=== Section Start ===

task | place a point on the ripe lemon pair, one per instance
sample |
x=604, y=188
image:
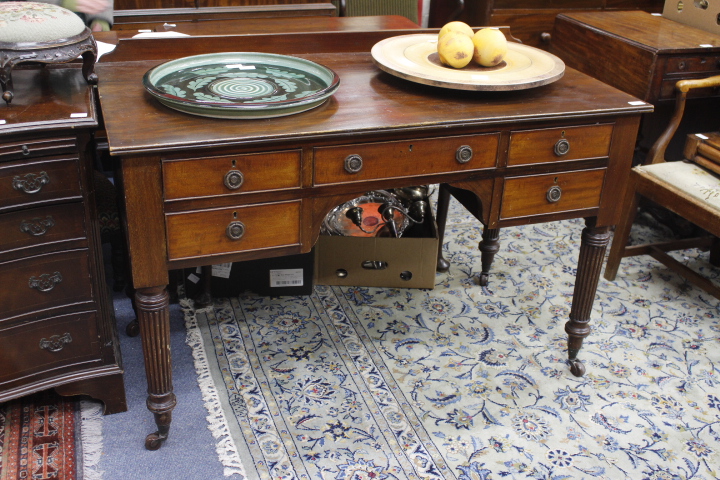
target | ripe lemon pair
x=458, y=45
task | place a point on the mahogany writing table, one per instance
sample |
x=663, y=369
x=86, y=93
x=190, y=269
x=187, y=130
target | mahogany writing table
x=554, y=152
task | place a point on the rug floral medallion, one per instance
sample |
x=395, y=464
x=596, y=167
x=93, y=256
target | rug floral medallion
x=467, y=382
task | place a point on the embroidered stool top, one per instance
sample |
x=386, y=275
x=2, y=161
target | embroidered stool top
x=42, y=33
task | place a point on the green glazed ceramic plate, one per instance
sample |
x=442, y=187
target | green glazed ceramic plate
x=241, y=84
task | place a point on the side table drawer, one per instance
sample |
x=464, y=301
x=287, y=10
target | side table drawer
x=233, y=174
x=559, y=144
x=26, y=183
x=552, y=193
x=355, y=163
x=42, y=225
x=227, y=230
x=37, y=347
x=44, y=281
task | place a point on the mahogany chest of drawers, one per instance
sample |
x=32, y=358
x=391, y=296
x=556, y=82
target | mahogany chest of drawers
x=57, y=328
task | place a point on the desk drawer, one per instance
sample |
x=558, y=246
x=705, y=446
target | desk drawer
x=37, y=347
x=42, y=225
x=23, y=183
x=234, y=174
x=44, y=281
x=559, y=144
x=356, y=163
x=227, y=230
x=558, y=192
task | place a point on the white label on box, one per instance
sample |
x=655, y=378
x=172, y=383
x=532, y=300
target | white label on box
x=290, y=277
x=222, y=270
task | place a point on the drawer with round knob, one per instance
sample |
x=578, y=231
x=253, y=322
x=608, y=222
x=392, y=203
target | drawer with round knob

=== Section End ===

Copy out every line in the entries above that holds "with".

task | place a point on the drawer with round knob, one per instance
target | drawer with round knob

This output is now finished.